PROBLEM REQUIREMENTS:
The entries below should be quoted exactly, with no pictures carried over.

Natural language region descriptions
•••••

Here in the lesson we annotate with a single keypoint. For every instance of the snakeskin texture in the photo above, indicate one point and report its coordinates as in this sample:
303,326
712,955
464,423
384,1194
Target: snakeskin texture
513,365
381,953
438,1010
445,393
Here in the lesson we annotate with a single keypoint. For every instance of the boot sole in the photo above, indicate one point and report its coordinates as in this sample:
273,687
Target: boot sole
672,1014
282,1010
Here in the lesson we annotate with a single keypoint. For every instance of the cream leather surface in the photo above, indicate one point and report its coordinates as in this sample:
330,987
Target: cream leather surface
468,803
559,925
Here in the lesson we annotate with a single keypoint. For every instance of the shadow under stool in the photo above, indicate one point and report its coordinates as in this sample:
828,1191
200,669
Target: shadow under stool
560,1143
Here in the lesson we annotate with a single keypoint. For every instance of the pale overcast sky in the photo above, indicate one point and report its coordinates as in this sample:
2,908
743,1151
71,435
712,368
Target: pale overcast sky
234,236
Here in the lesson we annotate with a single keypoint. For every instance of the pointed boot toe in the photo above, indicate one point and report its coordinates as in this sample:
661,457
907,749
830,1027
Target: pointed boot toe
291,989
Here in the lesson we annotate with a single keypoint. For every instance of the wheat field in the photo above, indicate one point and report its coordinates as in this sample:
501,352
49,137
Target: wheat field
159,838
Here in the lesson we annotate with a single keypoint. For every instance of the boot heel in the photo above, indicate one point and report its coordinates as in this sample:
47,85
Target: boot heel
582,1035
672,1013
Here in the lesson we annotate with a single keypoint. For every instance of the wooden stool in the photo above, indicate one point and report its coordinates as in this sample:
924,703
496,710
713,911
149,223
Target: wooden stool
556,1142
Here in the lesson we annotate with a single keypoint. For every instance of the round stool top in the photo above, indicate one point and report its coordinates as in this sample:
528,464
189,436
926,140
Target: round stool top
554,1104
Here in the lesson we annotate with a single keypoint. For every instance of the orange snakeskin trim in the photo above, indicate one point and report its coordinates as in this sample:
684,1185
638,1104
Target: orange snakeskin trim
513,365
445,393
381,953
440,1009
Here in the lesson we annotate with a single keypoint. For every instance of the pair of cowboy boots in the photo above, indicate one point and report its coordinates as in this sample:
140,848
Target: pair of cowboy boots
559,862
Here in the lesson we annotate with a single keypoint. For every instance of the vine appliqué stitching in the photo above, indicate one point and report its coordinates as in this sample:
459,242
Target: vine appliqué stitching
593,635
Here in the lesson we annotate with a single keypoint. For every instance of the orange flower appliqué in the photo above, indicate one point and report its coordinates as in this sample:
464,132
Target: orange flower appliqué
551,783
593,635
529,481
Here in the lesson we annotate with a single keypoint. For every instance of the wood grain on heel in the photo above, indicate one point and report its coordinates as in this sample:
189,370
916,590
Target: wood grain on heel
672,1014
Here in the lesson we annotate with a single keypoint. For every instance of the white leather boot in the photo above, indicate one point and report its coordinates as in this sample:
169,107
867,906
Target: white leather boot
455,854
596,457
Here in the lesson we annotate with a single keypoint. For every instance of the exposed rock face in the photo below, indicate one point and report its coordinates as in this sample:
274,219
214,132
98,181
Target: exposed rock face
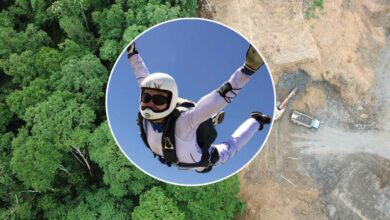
338,45
340,171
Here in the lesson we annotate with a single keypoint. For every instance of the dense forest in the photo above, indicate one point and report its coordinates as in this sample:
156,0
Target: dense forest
58,159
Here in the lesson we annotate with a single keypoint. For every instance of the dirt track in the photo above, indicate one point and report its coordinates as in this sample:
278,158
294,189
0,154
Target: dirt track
341,171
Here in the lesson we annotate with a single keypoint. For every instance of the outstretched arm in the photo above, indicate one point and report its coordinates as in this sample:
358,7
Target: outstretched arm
216,100
139,68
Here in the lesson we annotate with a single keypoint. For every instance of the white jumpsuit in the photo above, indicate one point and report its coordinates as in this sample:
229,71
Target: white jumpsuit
187,148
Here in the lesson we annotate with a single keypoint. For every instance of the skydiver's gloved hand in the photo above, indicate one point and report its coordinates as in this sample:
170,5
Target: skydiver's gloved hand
131,50
261,118
253,61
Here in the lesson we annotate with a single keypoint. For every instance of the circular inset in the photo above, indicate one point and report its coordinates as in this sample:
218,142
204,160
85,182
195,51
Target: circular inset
200,56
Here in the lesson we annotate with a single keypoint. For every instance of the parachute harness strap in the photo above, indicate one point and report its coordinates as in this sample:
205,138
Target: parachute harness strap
224,89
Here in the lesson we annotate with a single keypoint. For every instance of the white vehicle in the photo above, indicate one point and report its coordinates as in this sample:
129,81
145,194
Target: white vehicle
282,106
304,120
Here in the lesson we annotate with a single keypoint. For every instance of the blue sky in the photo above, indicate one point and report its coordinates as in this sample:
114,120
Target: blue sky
200,55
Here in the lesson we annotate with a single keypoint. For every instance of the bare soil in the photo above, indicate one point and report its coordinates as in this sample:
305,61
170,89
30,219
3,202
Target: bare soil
340,62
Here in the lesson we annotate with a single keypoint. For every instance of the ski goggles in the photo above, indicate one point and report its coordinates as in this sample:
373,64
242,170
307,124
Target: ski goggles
156,99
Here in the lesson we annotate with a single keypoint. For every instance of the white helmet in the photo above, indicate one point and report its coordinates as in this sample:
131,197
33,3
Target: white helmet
163,82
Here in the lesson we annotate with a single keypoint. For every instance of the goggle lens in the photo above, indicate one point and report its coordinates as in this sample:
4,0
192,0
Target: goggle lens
157,99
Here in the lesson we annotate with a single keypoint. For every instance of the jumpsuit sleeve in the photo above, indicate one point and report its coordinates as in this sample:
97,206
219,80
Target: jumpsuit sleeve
139,68
213,103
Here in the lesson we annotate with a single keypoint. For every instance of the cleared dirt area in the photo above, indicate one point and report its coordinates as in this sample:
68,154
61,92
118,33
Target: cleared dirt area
340,62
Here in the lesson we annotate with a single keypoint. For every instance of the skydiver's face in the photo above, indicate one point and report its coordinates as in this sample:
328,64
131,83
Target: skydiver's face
156,100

•••••

ANSWER SECTION:
Here in the lesson we annotate with a single keypoint. For every instance of the snakeskin texture in the photo above, indicate one point and report its coordinates as in this sample:
303,326
712,955
464,423
384,1194
Target: snakeskin texture
513,365
381,953
438,1010
445,393
Here in the lesson we annotate with a single keypoint. For every instance of the boot sole in the photo above, indicate one point and report its coordinates as in this sample:
273,687
Target: boot sole
672,1014
282,1010
Here in the lesson we annotate with a single keypoint. For every instance of the cream leather surface in the photo above, indicate one point and report its coordinates as in this sample:
330,987
Target: cream leather surface
468,803
559,925
Here in the lesson we annotate with a single keypoint. For every instance of the shadow under stool in the photo above, indicate one point and report its coordinates as in this sample:
828,1191
200,669
Target: shadow under stool
560,1143
Here in the lesson we annotate with a single keypoint. For every instance of the pale overcast sky in the photo above, indicate one point and report its coordinates as in this sample:
2,908
743,1151
71,435
712,368
Target: pale overcast sky
234,236
Here in the lesson we annotate with a single keypoint. For every instance of the pointed boot toe in the photo above, indicate one point and report its coordinates as in this sample:
661,457
907,749
830,1027
Target: pointed boot toe
291,989
Here in the lesson we annotate with a single keypoint. For every instance of the wheat field in the photo above, indicate one point and report its coordinates as in this sample:
501,352
49,137
Target: wheat field
159,838
Here in the lesson we annotate with a single keypoint. For every instance of the boot heel in the photo above, indicate one point and report its coordinates as in this sample:
47,85
Target: boot heel
582,1035
672,1013
Here in the lesson we annotate with a single keypoint. For every instance of the wooden stool in the photo above, indicate one point and report its coordinates as in this sample:
924,703
496,710
713,911
149,223
Target: wooden stool
556,1142
Here in the lesson we annotate with a single keypoint. For every instance of the round stool top in the photo above, indicate one point and report its coordinates as in this sample:
528,464
189,436
926,140
Target: round stool top
554,1104
Here in the lesson we annotate with a single keypoint. For every instance of the orange snakeskin trim in the photo above, indicate one point and report its coordinates as in this sample:
684,1185
638,1104
Target: orange snakeskin trim
513,365
445,393
381,953
440,1009
Here in the lesson we annotate with a single keypoint. For every instance of the pair of cowboy boots in the photo above, indicate one point and report its coordinates as in this sample:
140,848
Target: pair of cowboy boots
559,862
Here in the lesson we annotate with a single keypoint. For every instance of the vine appliqué stitching in the photo above, indicate one point and report its coordinates as in this sample:
459,242
Target: vine appliqué stitching
593,635
Here in the lesson we annotate with a single keypoint. For every instance of the orange flower appliqué in the photo above, indicate one point and report its coordinates as in this sample:
464,132
Target: orange flower appliqué
551,783
593,635
529,481
Here in the lesson we annotate with a single keypoint. For every instance of the wood grain on heel in the photo above, indicate one point and report its coordinates as in this sample:
189,370
916,590
Target: wood grain on heel
672,1014
Here in the lesson we annotate with a single keypoint. For every instance of the white leather boot in the photo above, indicate one point and report its coordinates as in this sample:
169,107
867,906
Target: white leather boot
455,854
596,457
Here in the lesson we annotate with a single keypoint. For every instance of the exposed rock face in the photo below, indicate one point and report its coordinates as in this sample:
274,219
214,132
98,181
Target: exposed rock face
338,45
340,171
Here in the lesson we annotate with a single keypoint. For every instance of the dense forest in the photo above, indicate one point and report its coordinates as in this sample:
156,0
Target: dense forest
58,159
Here in the lesson we annotate with a single keypoint. For every instance of the dirt track in the photo above, indicate one point and report its coordinates as in this sample:
278,158
294,189
0,154
Target: dirt track
341,171
Here in the lesson we annotate with a single keypoint. For every instance of the outstretched arm in the photo above, indicate one point and report its coordinates as in this sample:
358,7
Target: outstretched arm
216,100
139,68
Here in the lesson we annotate with a single keypoint. For every instance of the white jumpsuit in the photo above, indicate one point and report its coordinates as in this sample:
229,71
Target: white jumpsuit
187,148
Here in the lesson we annotate with a single keypoint. For every instance of the skydiver's gloved hand in the photo above, indicate one point and report its coordinates as in this sample:
170,5
Target: skydiver's gloved hand
131,50
261,118
253,61
Here in the lesson we annotate with a single keypoint. For every instance of the circular inset in the photo above, indicate one point and report its coordinates as in this sample:
218,142
204,160
85,182
195,51
Target: circular inset
200,56
Here in the lesson we annotate with a single keypoint. For every instance of the parachute harness strap in the photo above, indicate one point and report its coordinates as in this sample:
205,138
Target: parachute harness strap
224,89
Here in the lesson we annotate with a single keypoint. For every instance of the white vehicle in the photo above, indicate one point and report its coordinates as in this sample:
129,81
145,194
Target: white vehicle
282,106
304,120
Here in the lesson we annotate with a single keypoint. For every instance of the blue sky in the photo above, indicate one point and report its coordinates as in this sample:
114,120
Target: blue sky
200,55
Here in the lesson we annotate with a single keypoint. For every instance of the bare soil in the photo above, indicate one point and report its coordinates as in this sample:
305,61
170,89
30,219
3,202
Target: bare soil
340,62
Here in the lesson we annotate with a single keypoint. For every instance of the ski goggles in the photo above, indicate one point and report its coordinates as in this sample:
373,64
242,170
307,124
Target: ski goggles
156,99
Here in the lesson we annotate with a single keypoint. For every instance of the white helmet in the photo above, indicate one point and report its coordinates as in this sample:
131,197
33,3
Target: white helmet
163,82
Here in the lesson we annotate with a single keypoint. For every instance of the goggle lens in the photo above, indicate one point and report its coordinates as in this sample:
4,0
192,0
Target: goggle lens
157,99
Here in the lesson we annotate with a single keypoint. For every instance of the jumpsuit sleeve in the photo above, indicate one point and report its coordinates as in this sample:
97,206
219,80
Target: jumpsuit sleeve
139,68
213,103
Here in the lesson we annotate with a single keypoint. For every instance of the cleared dirt area in the photo above, indicate one point and report its coordinates as in this sample:
68,154
61,92
118,33
Target: cleared dirt area
340,62
Here in the lesson we annotate with a single keypoint. For every instance of the skydiver's face in the photo above, indicate one point and report its coordinates as in this sample:
328,64
131,83
Target: skydiver's face
156,100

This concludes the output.